— What is being asked —
Retype every record that appears below, unchanged.

Start of Dataset records

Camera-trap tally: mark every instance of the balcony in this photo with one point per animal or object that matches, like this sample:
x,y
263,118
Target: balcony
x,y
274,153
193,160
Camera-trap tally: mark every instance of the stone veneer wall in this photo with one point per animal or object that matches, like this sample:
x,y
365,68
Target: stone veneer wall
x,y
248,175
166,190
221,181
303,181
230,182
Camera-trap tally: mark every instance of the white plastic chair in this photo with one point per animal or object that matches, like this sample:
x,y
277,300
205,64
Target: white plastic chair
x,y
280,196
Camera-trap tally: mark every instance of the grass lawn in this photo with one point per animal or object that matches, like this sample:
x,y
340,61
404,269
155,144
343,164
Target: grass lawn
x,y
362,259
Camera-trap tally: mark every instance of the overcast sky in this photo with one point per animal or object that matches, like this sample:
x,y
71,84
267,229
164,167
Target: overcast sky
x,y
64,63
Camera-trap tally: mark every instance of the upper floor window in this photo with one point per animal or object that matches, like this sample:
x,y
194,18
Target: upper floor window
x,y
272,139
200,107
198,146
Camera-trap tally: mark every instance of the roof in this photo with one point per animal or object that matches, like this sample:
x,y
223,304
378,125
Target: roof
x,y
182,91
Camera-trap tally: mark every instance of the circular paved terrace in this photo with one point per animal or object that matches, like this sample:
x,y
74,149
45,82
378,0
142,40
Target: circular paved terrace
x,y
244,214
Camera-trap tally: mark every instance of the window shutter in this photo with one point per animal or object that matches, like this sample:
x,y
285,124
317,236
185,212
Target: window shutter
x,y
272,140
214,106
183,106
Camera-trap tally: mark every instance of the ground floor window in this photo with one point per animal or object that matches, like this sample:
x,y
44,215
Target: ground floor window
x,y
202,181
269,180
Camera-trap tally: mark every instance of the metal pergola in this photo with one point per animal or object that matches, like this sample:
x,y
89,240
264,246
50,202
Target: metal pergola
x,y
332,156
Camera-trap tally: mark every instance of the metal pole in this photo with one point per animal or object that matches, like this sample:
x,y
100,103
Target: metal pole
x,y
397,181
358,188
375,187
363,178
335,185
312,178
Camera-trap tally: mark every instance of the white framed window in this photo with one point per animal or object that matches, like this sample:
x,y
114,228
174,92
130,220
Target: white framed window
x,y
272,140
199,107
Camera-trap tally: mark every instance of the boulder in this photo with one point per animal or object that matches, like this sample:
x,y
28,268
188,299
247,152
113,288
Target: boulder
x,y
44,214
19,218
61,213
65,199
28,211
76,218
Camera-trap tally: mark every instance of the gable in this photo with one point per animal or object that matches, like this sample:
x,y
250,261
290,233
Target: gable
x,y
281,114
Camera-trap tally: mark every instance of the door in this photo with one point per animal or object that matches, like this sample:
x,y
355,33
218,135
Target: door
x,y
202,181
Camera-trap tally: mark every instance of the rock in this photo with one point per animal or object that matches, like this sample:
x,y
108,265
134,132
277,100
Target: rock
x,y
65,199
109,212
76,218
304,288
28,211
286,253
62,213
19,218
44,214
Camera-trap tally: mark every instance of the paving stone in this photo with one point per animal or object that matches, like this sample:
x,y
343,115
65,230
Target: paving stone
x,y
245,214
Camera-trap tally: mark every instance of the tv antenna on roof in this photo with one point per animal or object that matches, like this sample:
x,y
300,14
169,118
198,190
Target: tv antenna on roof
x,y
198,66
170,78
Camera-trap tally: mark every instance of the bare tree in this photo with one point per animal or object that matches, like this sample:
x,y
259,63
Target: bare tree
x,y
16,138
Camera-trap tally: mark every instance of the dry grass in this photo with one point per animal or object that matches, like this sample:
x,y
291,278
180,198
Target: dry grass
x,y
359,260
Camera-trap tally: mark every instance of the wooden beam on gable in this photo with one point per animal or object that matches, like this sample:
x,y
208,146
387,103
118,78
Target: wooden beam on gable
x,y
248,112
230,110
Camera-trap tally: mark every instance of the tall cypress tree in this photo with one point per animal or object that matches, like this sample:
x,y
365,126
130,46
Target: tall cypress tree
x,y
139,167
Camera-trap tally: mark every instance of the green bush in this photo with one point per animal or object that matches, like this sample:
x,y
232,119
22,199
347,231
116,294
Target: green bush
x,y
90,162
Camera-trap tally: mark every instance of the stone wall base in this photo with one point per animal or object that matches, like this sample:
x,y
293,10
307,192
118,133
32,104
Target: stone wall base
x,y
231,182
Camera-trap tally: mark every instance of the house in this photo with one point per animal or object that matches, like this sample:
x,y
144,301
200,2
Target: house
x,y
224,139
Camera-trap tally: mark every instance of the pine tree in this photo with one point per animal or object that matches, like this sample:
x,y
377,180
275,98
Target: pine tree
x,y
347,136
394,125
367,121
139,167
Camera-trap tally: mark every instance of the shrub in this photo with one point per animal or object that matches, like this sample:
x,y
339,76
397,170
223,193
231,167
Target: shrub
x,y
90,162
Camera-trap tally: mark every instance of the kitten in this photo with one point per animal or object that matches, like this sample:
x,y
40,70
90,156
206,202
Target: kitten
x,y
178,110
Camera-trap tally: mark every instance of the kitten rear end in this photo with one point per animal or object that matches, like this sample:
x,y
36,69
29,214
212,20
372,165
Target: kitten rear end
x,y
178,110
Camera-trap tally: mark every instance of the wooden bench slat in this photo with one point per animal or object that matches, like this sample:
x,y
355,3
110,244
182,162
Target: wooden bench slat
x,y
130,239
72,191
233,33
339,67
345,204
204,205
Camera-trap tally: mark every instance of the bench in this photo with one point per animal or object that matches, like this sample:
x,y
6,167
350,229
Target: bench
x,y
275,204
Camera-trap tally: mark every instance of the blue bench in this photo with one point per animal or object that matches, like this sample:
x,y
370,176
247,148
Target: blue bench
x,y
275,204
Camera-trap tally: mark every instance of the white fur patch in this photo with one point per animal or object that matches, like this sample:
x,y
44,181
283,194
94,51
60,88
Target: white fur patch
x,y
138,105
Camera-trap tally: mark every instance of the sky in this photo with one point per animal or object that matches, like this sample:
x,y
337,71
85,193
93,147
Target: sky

End of Dataset records

— Completed task —
Camera-trap tally: mark every instance of the balcony in this photo with one point per animal or object that matches, like this sample:
x,y
263,118
Target: balcony
x,y
274,153
193,160
Camera-trap tally: mark every instance of the stone veneer wall in this photo with one point per animal or object that matches, like this sample:
x,y
365,68
Target: stone veneer wall
x,y
248,175
166,190
221,181
303,181
230,182
Camera-trap tally: mark every instance of the white plastic chair in this photo with one point per animal or object that matches, like this sample:
x,y
277,300
205,64
Target: white plastic chair
x,y
280,196
Camera-trap tally: mark every instance of the grass lawn in this photo with one point per animal or object that matches, like this sample:
x,y
340,61
404,269
155,144
343,164
Target: grass lawn
x,y
362,259
Camera-trap tally: mark every instance of the overcast sky in this photo with one point per animal or object that matches, like this sample:
x,y
71,84
267,229
164,167
Target: overcast sky
x,y
64,63
Camera-trap tally: mark every instance of the upper floor window in this photo with one point per animal or object that matches, like this sample:
x,y
194,18
Target: upper floor window
x,y
272,139
200,107
198,146
Camera-trap tally: mark every instance of the roof in this photo with one point per animal or object that matches, like this sample:
x,y
223,304
378,125
Target: roof
x,y
182,91
Camera-trap tally: mark every instance of the circular paved terrace in this photo with one point per animal or object that matches, like this sample:
x,y
74,149
45,82
378,0
142,40
Target: circular paved terrace
x,y
244,214
Camera-trap tally: mark every instance of the window shutter in this photo with one point per animal or object that matches, like this sample:
x,y
285,124
317,236
185,212
Target: window shutter
x,y
272,140
214,106
183,106
Camera-trap tally: mark every instance of the ground floor window in this photo with one point per animal or object that matches, like this sample:
x,y
44,215
Target: ground floor window
x,y
202,181
269,180
Camera-trap tally: mark every instance of the metal pergola in this photo with one point per animal or object that matches, like this sample:
x,y
89,240
264,246
50,202
Target: metal pergola
x,y
332,156
Camera-trap tally: mark every instance of the metal pole in this photo with one point per animal or object that matches, like this sample:
x,y
100,103
Target: metal pole
x,y
397,181
358,188
375,187
363,178
335,185
312,178
Camera-trap tally: mark every instance of the white framed window in this photo with one point per animal or object that matches, like this sample:
x,y
114,228
174,92
130,220
Target: white framed window
x,y
272,140
199,107
Camera-trap tally: mark every instance of the boulder in this photo with one point per animal or object that matches, like this sample:
x,y
28,268
188,299
247,152
113,288
Target: boulder
x,y
44,214
19,218
61,213
65,199
28,211
76,218
Camera-trap tally: mark every instance of the gable in this photo with one point per animal or object that matches, like this sample:
x,y
250,261
290,233
Target: gable
x,y
281,114
Camera-trap tally: mark every instance of the door in this photo with one point per animal or object that matches, like this sample:
x,y
355,33
218,135
Target: door
x,y
202,181
Camera-trap tally: mark every instance of the rock in this photo with one point per animal or object that matches, like this sample:
x,y
108,265
134,132
277,100
Target: rock
x,y
65,199
109,212
76,218
304,288
28,211
286,253
62,213
19,218
44,214
Camera-trap tally: mark every instance of the paving stone in this photo with one point per animal or object that matches, like this sample:
x,y
343,115
65,230
Target: paving stone
x,y
245,214
Camera-trap tally: mark every instance of the tv antenna on roof in this photo with one point per animal or object that matches, like this sample:
x,y
300,14
169,118
198,190
Target: tv antenna on roof
x,y
198,66
170,78
Camera-trap tally: mark every instance of the bare tree in this photo with one point per animal or object that matches, like this sample:
x,y
259,63
Target: bare tree
x,y
16,138
Camera-trap tally: mark every instance of the dry grass in this photo with one point per animal or object that matches, like this sample:
x,y
291,278
180,198
Target: dry grass
x,y
359,260
Camera-trap tally: mark every instance of the wooden beam on gable in this photo with one point per animal or object that matches, like this sample:
x,y
208,146
387,103
118,78
Target: wooden beam on gable
x,y
248,112
230,110
Camera-trap tally: mark every instance of the tall cypress tree in this photo with one point per animal or object that matches, like this sample:
x,y
365,126
130,46
Target: tall cypress tree
x,y
139,167
Camera-trap tally: mark every instance of the green bush in this photo with one point per animal or object that matches, like this sample:
x,y
232,119
22,199
347,231
116,294
Target: green bush
x,y
90,162
Camera-trap tally: mark every instance of the stone wall base in this photo with one point per animal or object that matches, like this sample:
x,y
293,10
307,192
118,133
32,104
Target: stone wall base
x,y
231,182
Camera-trap tally: mark every instance of the house in this photo with one point per animal or object that matches, like this sample:
x,y
144,301
200,2
Target: house
x,y
224,139
Camera-trap tally: mark every instance of the pine tree in this photo with one point per animal or object that matches, like this sample:
x,y
377,180
275,98
Target: pine tree
x,y
347,136
394,125
367,121
139,167
Camera-trap tally: mark every instance of the shrub in this photo with one point per animal or object that matches, like this sample:
x,y
339,76
397,170
223,193
231,167
Target: shrub
x,y
90,162
Camera-trap tally: mark every instance of the kitten in this photo with one point per animal or object that matches, like this sample:
x,y
40,70
90,156
206,202
Target: kitten
x,y
178,110
Camera-trap tally: mark every instance of the kitten rear end in this photo with one point per animal or object that matches, like this sample:
x,y
36,69
29,214
212,20
372,165
Target: kitten rear end
x,y
178,110
Camera-trap tally: mark every instance of the wooden bench slat in this photo with one point per animal or object that matches, like this sample:
x,y
355,3
110,244
182,162
Target: wooden bench slat
x,y
130,239
72,191
233,33
339,67
345,204
204,205
Camera-trap tally: mark every instance of the bench in this photo with one point per animal or object that matches, like this sample:
x,y
6,167
350,229
Target: bench
x,y
275,204
Camera-trap tally: mark every instance of the blue bench in this photo with one point per animal or object that matches, like this sample:
x,y
370,176
247,148
Target: blue bench
x,y
275,204
Camera-trap tally: mark every instance of the white fur patch in this photo with one point per animal or object that matches, like this sample:
x,y
44,181
283,194
94,51
60,88
Target: white fur patch
x,y
138,105
Camera-trap tally: mark every instance of the sky in this photo with one point per animal or object that matches, like this sample:
x,y
337,71
85,193
93,147
Target: sky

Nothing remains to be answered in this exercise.